> [The problem]: Using the entries below, restate word for word only the lines from the one with "point per instance: white flower" to the final line, leaving the pictures out.

(Records for this exercise Opens)

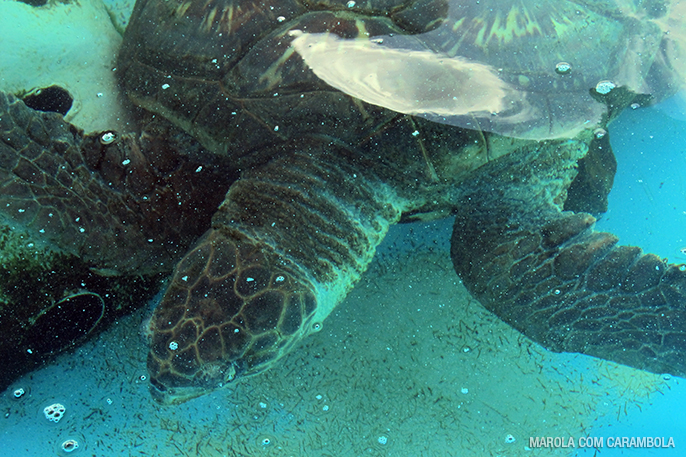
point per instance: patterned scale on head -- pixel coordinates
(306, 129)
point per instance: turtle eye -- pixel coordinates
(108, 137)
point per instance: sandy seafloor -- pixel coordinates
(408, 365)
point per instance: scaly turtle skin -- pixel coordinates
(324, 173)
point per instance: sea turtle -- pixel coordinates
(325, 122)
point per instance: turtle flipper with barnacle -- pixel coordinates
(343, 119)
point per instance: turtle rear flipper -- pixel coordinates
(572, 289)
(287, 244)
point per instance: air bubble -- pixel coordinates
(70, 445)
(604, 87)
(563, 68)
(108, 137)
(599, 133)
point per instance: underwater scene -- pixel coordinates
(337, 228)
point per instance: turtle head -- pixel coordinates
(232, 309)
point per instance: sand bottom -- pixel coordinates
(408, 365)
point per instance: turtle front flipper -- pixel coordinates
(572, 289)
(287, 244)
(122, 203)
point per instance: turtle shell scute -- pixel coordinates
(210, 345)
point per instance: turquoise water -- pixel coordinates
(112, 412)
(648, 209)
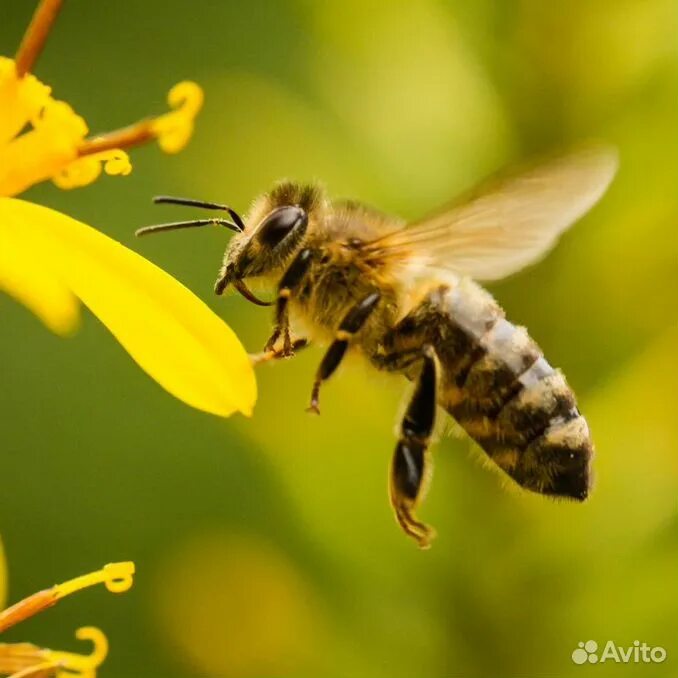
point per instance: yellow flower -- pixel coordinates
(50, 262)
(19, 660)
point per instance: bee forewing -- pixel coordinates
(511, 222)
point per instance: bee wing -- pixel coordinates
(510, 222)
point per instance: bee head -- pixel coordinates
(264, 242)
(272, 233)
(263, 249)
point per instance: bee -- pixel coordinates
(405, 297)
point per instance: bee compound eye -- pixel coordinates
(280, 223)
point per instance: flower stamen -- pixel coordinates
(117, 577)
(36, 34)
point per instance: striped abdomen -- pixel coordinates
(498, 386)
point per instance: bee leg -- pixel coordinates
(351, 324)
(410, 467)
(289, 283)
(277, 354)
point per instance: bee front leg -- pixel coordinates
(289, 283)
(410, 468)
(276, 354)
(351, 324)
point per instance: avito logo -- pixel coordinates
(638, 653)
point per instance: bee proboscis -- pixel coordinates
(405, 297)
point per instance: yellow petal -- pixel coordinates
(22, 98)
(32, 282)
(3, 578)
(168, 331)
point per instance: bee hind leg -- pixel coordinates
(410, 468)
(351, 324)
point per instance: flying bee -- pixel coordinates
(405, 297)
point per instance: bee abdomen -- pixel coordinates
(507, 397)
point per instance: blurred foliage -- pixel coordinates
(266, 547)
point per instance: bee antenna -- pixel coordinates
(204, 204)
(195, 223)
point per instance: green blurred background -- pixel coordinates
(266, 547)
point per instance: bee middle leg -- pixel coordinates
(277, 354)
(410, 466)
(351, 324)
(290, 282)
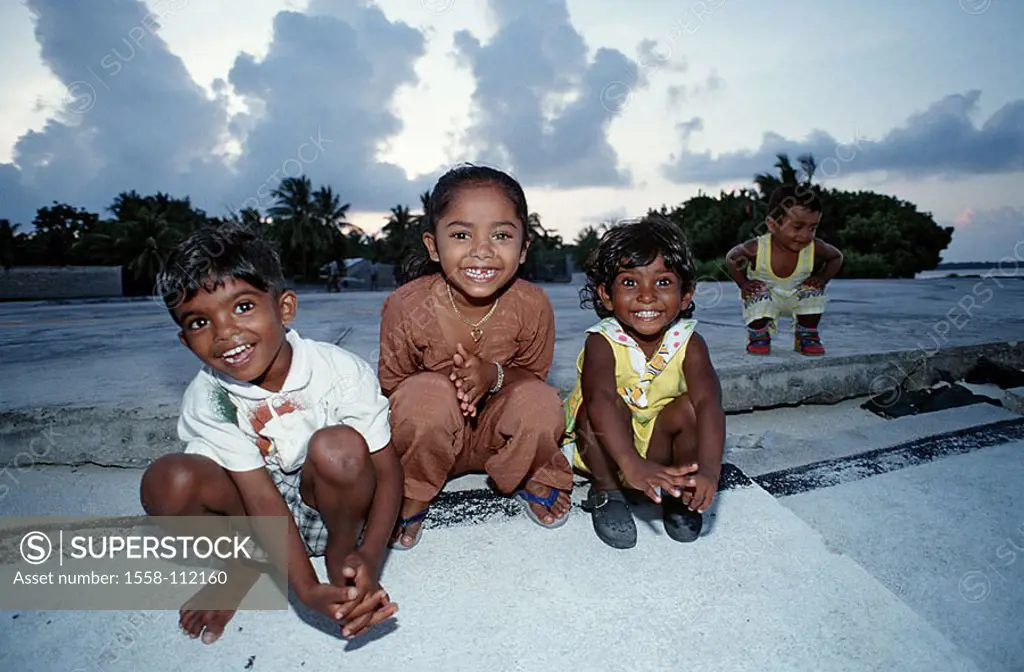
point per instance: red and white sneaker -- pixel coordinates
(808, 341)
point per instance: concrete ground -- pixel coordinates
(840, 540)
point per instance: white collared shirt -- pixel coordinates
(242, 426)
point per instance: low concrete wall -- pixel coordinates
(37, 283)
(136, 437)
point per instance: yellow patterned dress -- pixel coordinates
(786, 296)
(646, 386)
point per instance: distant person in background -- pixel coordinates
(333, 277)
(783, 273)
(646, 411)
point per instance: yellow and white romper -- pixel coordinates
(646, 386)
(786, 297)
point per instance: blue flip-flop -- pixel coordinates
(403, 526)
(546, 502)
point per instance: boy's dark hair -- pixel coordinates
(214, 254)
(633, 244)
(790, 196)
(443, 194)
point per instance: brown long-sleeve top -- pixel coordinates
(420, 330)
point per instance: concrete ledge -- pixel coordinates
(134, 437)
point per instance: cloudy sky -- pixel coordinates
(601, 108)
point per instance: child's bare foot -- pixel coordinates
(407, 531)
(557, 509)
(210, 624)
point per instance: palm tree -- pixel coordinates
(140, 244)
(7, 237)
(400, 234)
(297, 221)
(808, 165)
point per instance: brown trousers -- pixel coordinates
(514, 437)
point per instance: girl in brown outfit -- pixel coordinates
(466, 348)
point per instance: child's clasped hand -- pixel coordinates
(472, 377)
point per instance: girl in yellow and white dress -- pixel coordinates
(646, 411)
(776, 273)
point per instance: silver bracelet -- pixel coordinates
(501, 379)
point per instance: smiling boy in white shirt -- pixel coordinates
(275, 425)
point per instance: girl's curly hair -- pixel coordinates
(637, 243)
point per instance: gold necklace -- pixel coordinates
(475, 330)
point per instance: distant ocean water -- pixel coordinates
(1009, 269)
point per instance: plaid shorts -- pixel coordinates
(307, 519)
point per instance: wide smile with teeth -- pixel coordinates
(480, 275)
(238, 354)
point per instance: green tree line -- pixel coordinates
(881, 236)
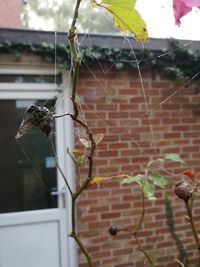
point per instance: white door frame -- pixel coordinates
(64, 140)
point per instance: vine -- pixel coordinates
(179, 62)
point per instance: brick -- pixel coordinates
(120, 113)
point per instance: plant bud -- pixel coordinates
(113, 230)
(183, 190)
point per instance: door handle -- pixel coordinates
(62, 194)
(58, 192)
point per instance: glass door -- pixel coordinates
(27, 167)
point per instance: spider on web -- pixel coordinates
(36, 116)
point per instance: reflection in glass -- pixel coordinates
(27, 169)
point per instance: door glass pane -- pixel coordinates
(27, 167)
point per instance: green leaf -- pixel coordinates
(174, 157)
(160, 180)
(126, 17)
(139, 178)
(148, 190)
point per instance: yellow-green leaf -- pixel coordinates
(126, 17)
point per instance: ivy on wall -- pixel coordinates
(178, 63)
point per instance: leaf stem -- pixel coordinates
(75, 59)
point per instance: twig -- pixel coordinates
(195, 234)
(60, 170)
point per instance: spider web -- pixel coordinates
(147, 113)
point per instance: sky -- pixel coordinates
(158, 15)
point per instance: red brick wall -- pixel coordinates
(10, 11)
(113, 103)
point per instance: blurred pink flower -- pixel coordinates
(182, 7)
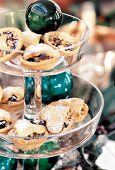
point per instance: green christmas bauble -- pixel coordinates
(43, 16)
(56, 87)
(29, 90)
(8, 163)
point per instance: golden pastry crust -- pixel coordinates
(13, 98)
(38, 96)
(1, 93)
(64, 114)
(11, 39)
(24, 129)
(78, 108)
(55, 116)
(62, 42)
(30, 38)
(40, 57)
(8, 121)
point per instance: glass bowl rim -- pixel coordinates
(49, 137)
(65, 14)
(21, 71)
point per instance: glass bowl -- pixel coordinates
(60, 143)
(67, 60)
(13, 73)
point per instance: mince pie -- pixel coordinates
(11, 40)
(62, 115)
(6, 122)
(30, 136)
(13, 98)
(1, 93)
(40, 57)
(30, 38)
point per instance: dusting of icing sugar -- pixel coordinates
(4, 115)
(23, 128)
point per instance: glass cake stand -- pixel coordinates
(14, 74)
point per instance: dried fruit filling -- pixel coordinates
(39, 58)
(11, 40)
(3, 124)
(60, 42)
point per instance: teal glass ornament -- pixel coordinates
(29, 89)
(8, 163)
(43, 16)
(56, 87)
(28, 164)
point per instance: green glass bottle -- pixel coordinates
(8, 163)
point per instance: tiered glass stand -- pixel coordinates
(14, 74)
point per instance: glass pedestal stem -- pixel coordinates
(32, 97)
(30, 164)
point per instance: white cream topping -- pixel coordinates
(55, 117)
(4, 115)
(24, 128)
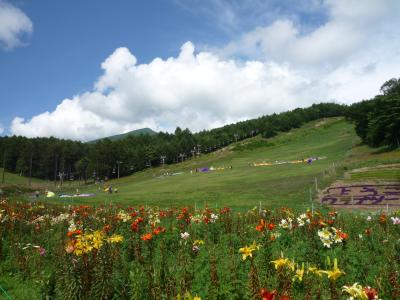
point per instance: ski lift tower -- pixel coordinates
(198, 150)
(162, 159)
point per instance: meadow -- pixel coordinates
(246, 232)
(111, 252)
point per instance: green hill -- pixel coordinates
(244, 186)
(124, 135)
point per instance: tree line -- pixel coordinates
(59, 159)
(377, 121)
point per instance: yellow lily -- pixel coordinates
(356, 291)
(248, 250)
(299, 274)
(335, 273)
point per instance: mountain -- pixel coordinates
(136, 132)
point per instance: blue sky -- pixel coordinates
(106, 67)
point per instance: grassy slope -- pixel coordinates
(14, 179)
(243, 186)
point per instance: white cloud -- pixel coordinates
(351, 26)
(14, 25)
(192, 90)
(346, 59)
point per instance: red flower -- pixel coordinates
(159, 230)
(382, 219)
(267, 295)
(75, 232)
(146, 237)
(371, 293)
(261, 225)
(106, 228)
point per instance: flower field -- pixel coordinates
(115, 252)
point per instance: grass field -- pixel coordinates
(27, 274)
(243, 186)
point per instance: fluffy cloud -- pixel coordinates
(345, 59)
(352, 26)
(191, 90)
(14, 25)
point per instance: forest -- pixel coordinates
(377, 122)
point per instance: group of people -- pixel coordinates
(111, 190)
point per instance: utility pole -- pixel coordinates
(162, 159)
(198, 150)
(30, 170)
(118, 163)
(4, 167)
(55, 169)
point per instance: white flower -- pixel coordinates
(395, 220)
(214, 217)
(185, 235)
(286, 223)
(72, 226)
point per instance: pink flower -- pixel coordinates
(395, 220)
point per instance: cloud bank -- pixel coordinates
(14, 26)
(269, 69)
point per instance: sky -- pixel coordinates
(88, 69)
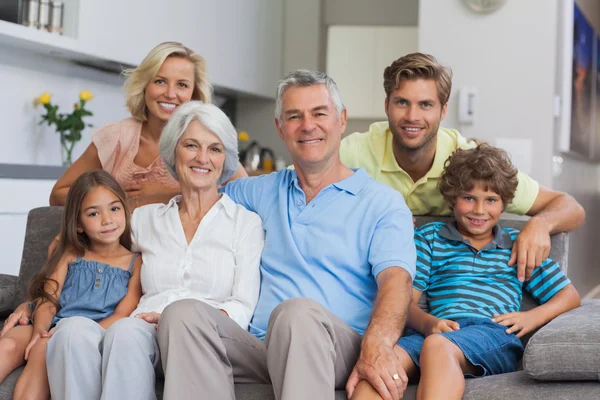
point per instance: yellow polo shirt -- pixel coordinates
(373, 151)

(Records for this exercise Closes)

> [Result]:
point per instance: white flower -- pixel coordinates
(395, 220)
(214, 217)
(185, 235)
(286, 223)
(72, 226)
point per instance: pink flower -- pixel coordinates
(395, 220)
point per instance: cloud bank -- pixel coordinates
(14, 26)
(269, 69)
point per instance: sky -- pixel coordinates
(88, 69)
point per instance: yellow polo shirt -- pixel coordinates
(373, 151)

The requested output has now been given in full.